Excerpted passage:
LOCUST_ENDPOINT="$(minikube service -n akamas-demo ak-loadgenerator | awk '/web-ui.*http/ {print $8}')"

case $ACTION in
  start)
    echo curl -X POST -d 'user_count=100' -d 'spawn_rate=3' -d 'host=http://ak-frontend:80'  "${LOCUST_ENDPOINT}/swarm"
    ;;
  stop)
    echo curl "${LOCUST_ENDPOINT}/stop"
    echo curl "${LOCUST_ENDPOINT}/stats/reset"
    ;;
  *)
    echo "Unrecognized option '${ACTION}'"
    exit 1
    ;;
esac

Telemetry

With the definition of the telemetry instance shown below, we import the end-user performance metrics provided by the load-generator, along with a custom definition of "cost" given by a weighted sum of the CPU and memory allocated for the pods in the cluster:

provider: Prometheus
config:
  address: CLUSTER_IP
  port: PROM_PORT
metrics:
  - metric: users
    datasourceMetric: "locust_users"
  - metric: transactions_throughput
    datasourceMetric: 'rate(locust_requests_num_requests{name="Aggregated"}[30s]) - rate(locust_requests_num_failures{name="Aggregated"}[30s])'
  - metric: transactions_error_throughput
    datasourceMetric: 'rate(locust_requests_num_failures{name="Aggregated"}[30s])'
  - metric: transactions_error_rate
    datasourceMetric: "locust_requests_fail_ratio"

Data lines:
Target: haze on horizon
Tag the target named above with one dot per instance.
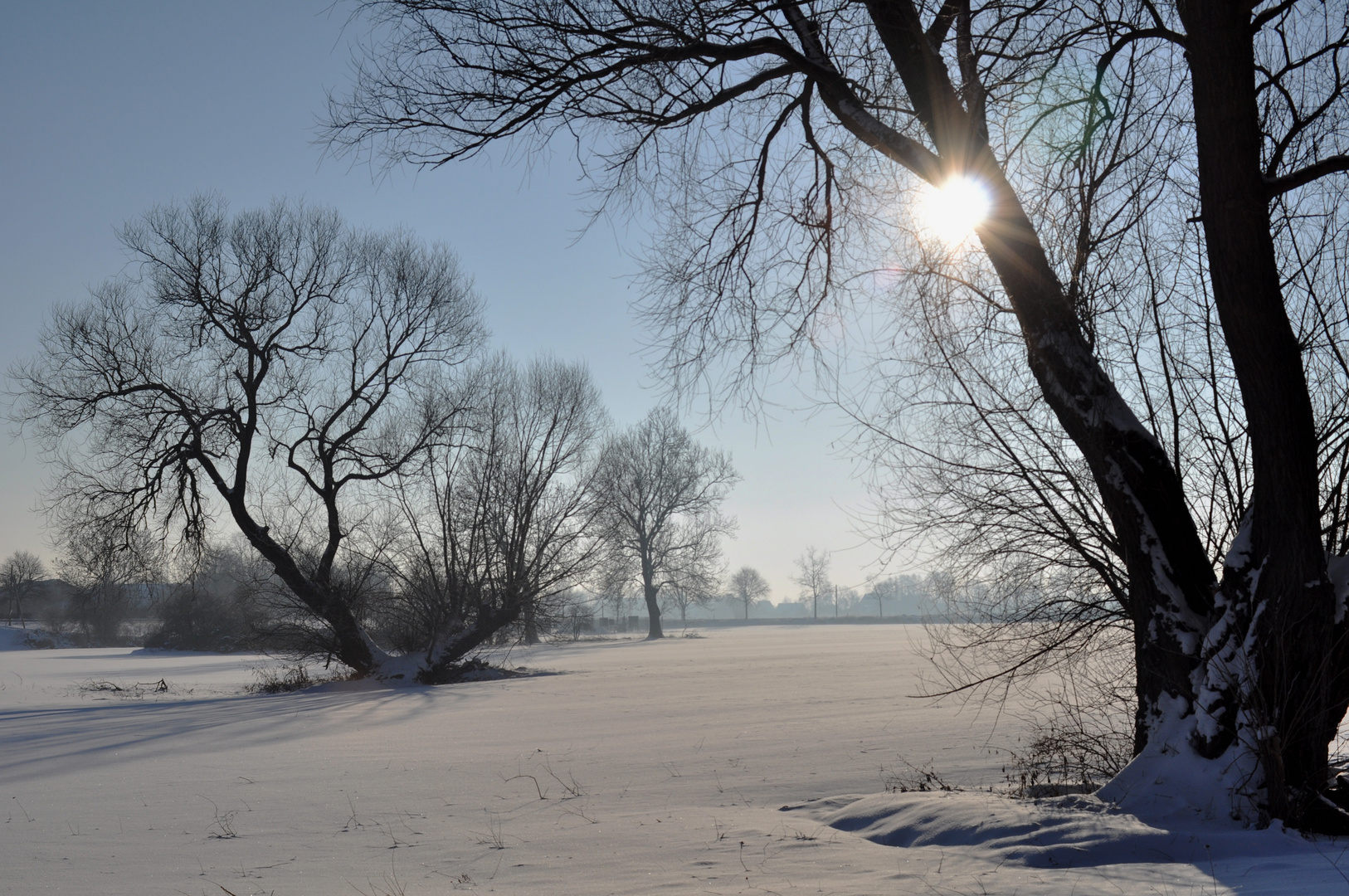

Written task:
Return the excerpted passage above on the load-generator script and Prometheus telemetry setup in full, character for character.

Task solution:
LOCUST_ENDPOINT="$(minikube service -n akamas-demo ak-loadgenerator | awk '/web-ui.*http/ {print $8}')"

case $ACTION in
  start)
    echo curl -X POST -d 'user_count=100' -d 'spawn_rate=3' -d 'host=http://ak-frontend:80'  "${LOCUST_ENDPOINT}/swarm"
    ;;
  stop)
    echo curl "${LOCUST_ENDPOINT}/stop"
    echo curl "${LOCUST_ENDPOINT}/stats/reset"
    ;;
  *)
    echo "Unrecognized option '${ACTION}'"
    exit 1
    ;;
esac

Telemetry

With the definition of the telemetry instance shown below, we import the end-user performance metrics provided by the load-generator, along with a custom definition of "cost" given by a weighted sum of the CPU and memory allocated for the pods in the cluster:

provider: Prometheus
config:
  address: CLUSTER_IP
  port: PROM_PORT
metrics:
  - metric: users
    datasourceMetric: "locust_users"
  - metric: transactions_throughput
    datasourceMetric: 'rate(locust_requests_num_requests{name="Aggregated"}[30s]) - rate(locust_requests_num_failures{name="Aggregated"}[30s])'
  - metric: transactions_error_throughput
    datasourceMetric: 'rate(locust_requests_num_failures{name="Aggregated"}[30s])'
  - metric: transactions_error_rate
    datasourceMetric: "locust_requests_fail_ratio"